▸ 短い課題 A
後に続く抜粋箇所で、空腹で動けなくなっていたところをしずかに救われた宇宙人には、どのような名前が付けられたか。

▸ 抜粋箇所

****

タイザン5 (集英社 ジャンプ・コミックス)

傑作(30点)
2025年7月13日
ひっちぃ

空腹で動けなくなっているところを小学生の女の子しずかに救われタコピーと名づけられた宇宙人は、ハッピー星の道具を使ってしずかを笑顔にさせようとするが、まだ子供なのか人間のことがよくわからなかった。鬱マンガとして数年前にネットで話題となった作品。

最近Netflixでアニメ化されたらしく、また話題になっていたので読んでみた。ほんとちょっと鬱になったw 気持ちに余裕があるときに読んだ方がいいと思う。

単行本にして二冊しかない作品なのだけど、物語は大きく三つに分かれている。まずは小学生の女の子しずかのことを笑顔にしたいタコピーが無邪気にがんばるのだけどぜんぜんうまくいかない話。彼女は同級生にひどいいじめを受けていた。

作者は藤子不二雄の国民的作品「ドラえもん」に影響を受けていると言うか、陰湿なドラえもんをやりたかったと言っているらしい。いろんな「ひみつどうぐ」が出てきてとにかく明るいタコピーに対して、そんなものに微塵も期待せず拒絶するしずか。異様な雰囲気が描き出されている。

で衝撃的な結末により第一部(?)が終わったあとで、今度はいじめっ子の雲母坂まりなのほうがフィーチャーされる。自分はここからが一番キツかった。一言で言えば「不幸の連鎖」だろうか。きっと世の中ってのはこういう風にできているんだろうなと思った。みんなを追い込んでいる存在もどこかにいて。

その後、東直樹という男の子にもスポットライトが当たる。やっぱりこの子もこの子の地獄を生きている。

で、エピローグにちょっと救いがある。こんな世の中だし人生は嫌なことだらけだけど、それはそれとして生きていこうよって感じ。後半ちょっとダレたけど、ここ読んでああいい作品だなあと思った。

Wikipediaを見てみたら、あらすじが完璧にまとまっていて助かった。しっかり書かれているので作品を未読の人は読まないほうがいいと思う。

****

▸ 元の記録

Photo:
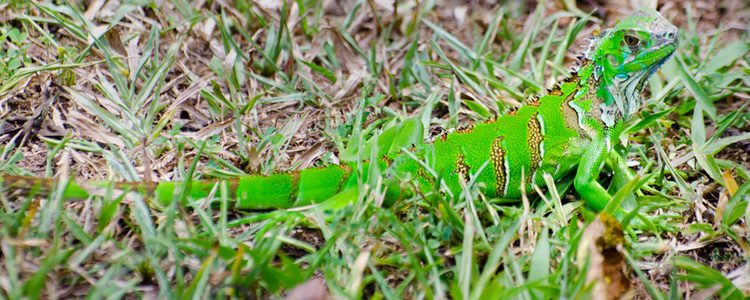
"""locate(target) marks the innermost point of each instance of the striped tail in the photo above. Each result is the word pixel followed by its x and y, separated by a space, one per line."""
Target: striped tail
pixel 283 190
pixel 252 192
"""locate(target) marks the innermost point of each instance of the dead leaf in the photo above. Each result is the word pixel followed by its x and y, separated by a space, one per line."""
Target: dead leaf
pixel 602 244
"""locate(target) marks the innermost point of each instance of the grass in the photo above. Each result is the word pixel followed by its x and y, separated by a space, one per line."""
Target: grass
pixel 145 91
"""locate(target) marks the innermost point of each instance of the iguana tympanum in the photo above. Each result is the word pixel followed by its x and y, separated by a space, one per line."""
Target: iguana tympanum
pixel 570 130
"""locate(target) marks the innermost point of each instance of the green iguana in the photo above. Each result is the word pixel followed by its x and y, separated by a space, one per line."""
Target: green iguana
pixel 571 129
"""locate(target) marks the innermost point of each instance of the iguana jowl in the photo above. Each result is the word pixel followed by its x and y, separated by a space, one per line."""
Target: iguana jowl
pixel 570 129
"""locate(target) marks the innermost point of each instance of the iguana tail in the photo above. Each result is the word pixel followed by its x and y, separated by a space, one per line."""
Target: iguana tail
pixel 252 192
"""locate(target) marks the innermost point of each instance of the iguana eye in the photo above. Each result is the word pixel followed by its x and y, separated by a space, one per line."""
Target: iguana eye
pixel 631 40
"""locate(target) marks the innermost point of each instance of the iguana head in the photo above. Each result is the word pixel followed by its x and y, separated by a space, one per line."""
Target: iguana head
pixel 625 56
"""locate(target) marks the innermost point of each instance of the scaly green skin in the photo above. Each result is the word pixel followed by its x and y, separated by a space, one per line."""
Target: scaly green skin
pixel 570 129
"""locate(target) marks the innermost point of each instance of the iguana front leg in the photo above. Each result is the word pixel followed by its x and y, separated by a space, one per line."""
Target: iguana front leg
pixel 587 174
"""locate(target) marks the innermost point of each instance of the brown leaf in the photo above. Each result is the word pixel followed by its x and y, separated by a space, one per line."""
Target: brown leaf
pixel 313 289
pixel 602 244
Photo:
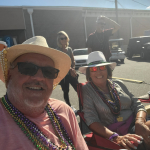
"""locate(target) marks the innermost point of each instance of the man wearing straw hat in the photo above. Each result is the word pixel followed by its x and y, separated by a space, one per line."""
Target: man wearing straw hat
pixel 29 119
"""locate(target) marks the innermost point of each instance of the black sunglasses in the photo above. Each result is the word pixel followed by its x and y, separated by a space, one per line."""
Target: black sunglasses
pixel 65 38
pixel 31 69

****

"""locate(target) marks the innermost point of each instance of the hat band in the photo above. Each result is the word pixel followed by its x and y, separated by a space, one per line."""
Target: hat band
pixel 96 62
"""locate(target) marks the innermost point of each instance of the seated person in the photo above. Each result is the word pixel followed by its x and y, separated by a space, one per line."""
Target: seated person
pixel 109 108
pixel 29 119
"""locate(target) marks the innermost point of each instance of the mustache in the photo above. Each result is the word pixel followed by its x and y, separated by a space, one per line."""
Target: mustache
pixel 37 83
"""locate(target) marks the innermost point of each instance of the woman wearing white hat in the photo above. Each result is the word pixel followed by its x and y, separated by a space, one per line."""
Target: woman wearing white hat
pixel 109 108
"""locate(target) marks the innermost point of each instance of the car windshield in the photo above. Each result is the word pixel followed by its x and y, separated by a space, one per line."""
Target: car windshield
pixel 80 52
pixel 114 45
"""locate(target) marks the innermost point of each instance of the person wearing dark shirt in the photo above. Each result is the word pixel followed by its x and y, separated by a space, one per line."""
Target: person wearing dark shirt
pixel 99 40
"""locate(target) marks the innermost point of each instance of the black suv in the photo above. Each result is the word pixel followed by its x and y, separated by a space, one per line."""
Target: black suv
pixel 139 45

****

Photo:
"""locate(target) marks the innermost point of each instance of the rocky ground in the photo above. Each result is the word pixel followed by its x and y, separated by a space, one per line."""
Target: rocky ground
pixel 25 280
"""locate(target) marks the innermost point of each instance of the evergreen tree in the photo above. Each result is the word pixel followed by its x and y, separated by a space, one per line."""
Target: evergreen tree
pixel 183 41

****

▸ 短い課題 B
記録のうち、「the iguana eye」を含む行から「pixel 631 40」を含む行までを、両端の行も含めて一字一句変えずに出力せよ。

▸ 回答 A
タコピー

▸ 回答 B
"""locate(target) marks the innermost point of each instance of the iguana eye in the photo above. Each result is the word pixel followed by its x and y, separated by a space, one per line."""
Target: iguana eye
pixel 631 40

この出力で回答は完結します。